- LISTED ENTRIES -
• • • • •

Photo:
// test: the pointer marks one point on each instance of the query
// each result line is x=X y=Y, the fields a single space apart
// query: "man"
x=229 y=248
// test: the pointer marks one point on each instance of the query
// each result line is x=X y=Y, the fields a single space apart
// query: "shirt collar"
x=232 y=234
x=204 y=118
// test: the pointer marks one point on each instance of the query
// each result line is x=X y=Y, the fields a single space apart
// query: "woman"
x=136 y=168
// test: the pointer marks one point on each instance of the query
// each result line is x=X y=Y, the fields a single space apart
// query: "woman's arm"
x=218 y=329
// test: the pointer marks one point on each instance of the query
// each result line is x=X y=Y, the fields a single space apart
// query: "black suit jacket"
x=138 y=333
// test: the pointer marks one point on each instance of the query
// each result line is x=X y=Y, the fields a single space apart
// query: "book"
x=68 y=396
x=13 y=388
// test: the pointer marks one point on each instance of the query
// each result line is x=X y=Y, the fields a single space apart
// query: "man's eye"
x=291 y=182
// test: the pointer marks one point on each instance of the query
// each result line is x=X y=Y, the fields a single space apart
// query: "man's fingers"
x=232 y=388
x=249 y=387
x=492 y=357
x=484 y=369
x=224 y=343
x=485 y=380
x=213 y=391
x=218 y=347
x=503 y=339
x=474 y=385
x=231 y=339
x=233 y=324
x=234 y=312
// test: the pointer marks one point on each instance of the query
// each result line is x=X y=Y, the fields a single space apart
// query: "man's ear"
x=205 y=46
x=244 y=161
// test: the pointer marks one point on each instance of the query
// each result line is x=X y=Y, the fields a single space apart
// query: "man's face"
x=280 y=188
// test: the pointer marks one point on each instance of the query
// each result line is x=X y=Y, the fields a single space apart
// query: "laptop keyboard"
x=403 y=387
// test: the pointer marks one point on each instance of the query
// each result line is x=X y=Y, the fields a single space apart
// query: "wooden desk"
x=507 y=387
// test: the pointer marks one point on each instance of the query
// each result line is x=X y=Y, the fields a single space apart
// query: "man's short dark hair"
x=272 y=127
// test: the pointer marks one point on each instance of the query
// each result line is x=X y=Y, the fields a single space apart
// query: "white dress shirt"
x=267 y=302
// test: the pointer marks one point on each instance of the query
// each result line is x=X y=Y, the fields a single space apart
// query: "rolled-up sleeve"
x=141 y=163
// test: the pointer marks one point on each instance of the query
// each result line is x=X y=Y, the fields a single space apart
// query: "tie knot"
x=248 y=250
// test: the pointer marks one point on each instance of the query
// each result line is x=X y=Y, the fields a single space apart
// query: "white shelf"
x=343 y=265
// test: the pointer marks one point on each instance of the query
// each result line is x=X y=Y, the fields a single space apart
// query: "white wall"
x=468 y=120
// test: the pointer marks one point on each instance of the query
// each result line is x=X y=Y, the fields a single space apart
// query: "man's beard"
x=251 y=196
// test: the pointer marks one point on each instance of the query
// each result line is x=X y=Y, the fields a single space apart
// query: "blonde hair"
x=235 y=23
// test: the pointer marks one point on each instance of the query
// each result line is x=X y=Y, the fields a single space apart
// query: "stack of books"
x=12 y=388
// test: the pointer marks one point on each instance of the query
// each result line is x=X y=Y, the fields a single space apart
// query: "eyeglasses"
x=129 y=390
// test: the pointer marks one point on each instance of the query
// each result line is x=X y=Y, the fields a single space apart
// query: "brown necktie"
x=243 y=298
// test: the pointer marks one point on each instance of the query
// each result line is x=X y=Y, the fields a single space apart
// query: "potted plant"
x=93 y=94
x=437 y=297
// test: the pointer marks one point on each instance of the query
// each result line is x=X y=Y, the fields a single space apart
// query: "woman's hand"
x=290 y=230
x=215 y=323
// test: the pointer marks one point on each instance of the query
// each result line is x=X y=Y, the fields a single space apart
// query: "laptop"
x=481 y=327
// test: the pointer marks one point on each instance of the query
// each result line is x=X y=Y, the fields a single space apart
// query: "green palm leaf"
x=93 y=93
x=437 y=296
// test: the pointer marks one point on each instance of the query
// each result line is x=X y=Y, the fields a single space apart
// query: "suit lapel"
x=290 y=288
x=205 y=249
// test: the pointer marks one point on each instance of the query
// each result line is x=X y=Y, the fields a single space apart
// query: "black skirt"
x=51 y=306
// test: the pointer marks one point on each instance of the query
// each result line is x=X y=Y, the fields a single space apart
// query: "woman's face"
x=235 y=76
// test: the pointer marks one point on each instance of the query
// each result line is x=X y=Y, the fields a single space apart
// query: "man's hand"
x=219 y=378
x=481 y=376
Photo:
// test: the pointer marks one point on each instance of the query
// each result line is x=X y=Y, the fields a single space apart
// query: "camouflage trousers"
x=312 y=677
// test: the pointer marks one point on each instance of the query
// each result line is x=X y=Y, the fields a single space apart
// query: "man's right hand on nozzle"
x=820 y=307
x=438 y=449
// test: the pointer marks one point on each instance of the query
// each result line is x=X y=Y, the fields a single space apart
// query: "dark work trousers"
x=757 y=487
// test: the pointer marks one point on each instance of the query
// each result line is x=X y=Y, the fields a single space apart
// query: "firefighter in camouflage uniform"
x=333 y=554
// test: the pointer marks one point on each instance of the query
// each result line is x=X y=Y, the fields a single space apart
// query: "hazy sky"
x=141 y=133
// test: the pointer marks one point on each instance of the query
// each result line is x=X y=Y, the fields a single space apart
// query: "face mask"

• • • • •

- YOUR ASSIGNMENT -
Copy the lines of the listing exactly. Skip none.

- ANSWER TO THE EXERCISE -
Photo:
// test: the pointer marks one point on each instance of the query
// each result line is x=X y=Y, the fields a single space apart
// query: "man"
x=229 y=248
// test: the pointer marks one point on each instance of the query
// each result line is x=X y=Y, the fields a single space apart
// query: "shirt collar"
x=232 y=234
x=204 y=118
// test: the pointer marks one point on each instance of the query
// each result line is x=X y=Y, the fields a single space apart
// query: "woman"
x=136 y=168
// test: the pointer marks one point on each instance of the query
// each result line is x=X y=Y, the fields a single space apart
// query: "woman's arm"
x=218 y=329
// test: the pointer marks one point on each instance of the query
// each result line is x=X y=Y, the fields a single space apart
// query: "black suit jacket"
x=138 y=333
// test: the pointer marks one point on each instance of the query
// each result line is x=X y=Y, the fields a single space apart
// query: "book"
x=68 y=396
x=13 y=388
// test: the pointer marks one point on each instance of the query
// each result line is x=X y=Y, the fields a single space apart
// query: "man's eye"
x=291 y=182
// test: the pointer marks one point on each instance of the query
// each result line is x=X y=Y, the fields a single space apart
// query: "man's fingers"
x=232 y=388
x=249 y=387
x=492 y=357
x=484 y=369
x=224 y=343
x=485 y=380
x=213 y=391
x=218 y=347
x=503 y=339
x=474 y=385
x=231 y=339
x=233 y=324
x=234 y=312
// test: the pointer marks one point on each instance of the query
// each result line is x=X y=Y, the fields a single space apart
// query: "man's ear"
x=205 y=46
x=244 y=161
// test: the pointer marks one point on each instance of the query
// each result line is x=X y=Y, the fields a single space apart
// query: "man's face"
x=280 y=188
// test: the pointer marks one point on each instance of the query
// each result line is x=X y=Y, the fields a single space apart
// query: "laptop keyboard"
x=403 y=387
// test: the pointer marks one point on each instance of the query
// each result line is x=X y=Y, the fields a single space apart
// query: "wooden desk"
x=507 y=387
// test: the pointer marks one point on each instance of the query
// each result line is x=X y=Y, the fields a single space apart
// query: "man's short dark hair"
x=272 y=127
// test: the pointer marks one point on each instance of the query
// each result line is x=X y=Y, the fields a single space apart
// query: "white dress shirt"
x=267 y=302
// test: the pointer marks one point on each instance of the query
// each result line is x=X y=Y, the fields a single space apart
// query: "rolled-up sleeve"
x=141 y=163
// test: the pointer marks one point on each instance of the query
// each result line is x=X y=Y, the fields a single space apart
// query: "tie knot"
x=248 y=250
// test: the pointer marks one point on each instance of the query
// each result line is x=X y=Y, the fields a single space apart
// query: "white shelf"
x=343 y=265
// test: the pointer marks one point on each instance of the query
// each result line is x=X y=Y, the fields a single space apart
// query: "white wall"
x=468 y=120
// test: the pointer marks one point on each instance of the query
// each result line is x=X y=Y, the fields a single space apart
// query: "man's beard"
x=251 y=196
// test: the pointer marks one point on each instance of the query
// each result line is x=X y=Y, the fields a single space apart
// query: "blonde hair"
x=235 y=23
// test: the pointer marks one point on each instance of the query
// each result line is x=X y=Y, the fields a single space apart
// query: "stack of books"
x=12 y=388
// test: the pointer marks one point on each instance of the query
// each result line is x=X y=Y, the fields a single space apart
// query: "eyeglasses"
x=129 y=390
// test: the pointer marks one point on each instance of the query
// each result line is x=X y=Y, the fields a single space apart
// query: "brown necktie"
x=243 y=298
// test: the pointer marks one point on each instance of the query
// each result line is x=X y=Y, the fields a single space apart
// query: "potted plant"
x=93 y=94
x=437 y=297
// test: the pointer marks one point on each instance of the query
// each result line is x=X y=Y, the fields a single space apart
// query: "woman's hand"
x=290 y=230
x=215 y=323
// test: the pointer marks one point on each instance of the query
// each result line is x=X y=Y, the fields a single space apart
// query: "laptop"
x=481 y=327
// test: the pointer marks one point on each instance of the query
// each result line is x=X y=Y, the fields a single space apart
// query: "green palm leaf"
x=93 y=93
x=437 y=296
// test: the pointer marks one point on each instance of the query
// each result line is x=X y=Y, the fields a single space apart
// query: "suit lapel"
x=290 y=288
x=205 y=249
// test: the pointer marks one point on each instance of the query
// each result line is x=X y=Y, the fields a single space apart
// query: "black skirt"
x=51 y=306
// test: the pointer marks one point on each instance of the query
// each result line is x=X y=Y, the fields a single space apart
// query: "woman's face"
x=235 y=76
// test: the pointer marks one point on each instance of the query
// each result line is x=X y=Y, the fields a single space apart
// query: "man's hand"
x=219 y=378
x=481 y=376
Photo:
// test: the pointer marks one point on each instance of the query
// each result line is x=X y=Y, the fields a single space apart
// query: "camouflage trousers"
x=312 y=677
// test: the pointer marks one point on each instance of the query
// each result line is x=X y=Y, the fields a single space apart
// query: "man's right hand on nozzle"
x=820 y=307
x=438 y=449
// test: the pointer marks one point on each instance of the query
// each result line is x=X y=Y, the fields a single space apart
// query: "dark work trousers"
x=757 y=487
// test: the pointer marks one point on each instance of the query
// each result line is x=X y=Y, the fields a single space apart
// query: "firefighter in camouflage uniform"
x=333 y=554
// test: the pointer marks one point on each instance of the query
// each result line is x=X y=Y, the fields a single space apart
// query: "hazy sky"
x=141 y=133
// test: the pointer marks one point on each instance of the query
// each result line is x=X y=Y, the fields a single space apart
// query: "face mask"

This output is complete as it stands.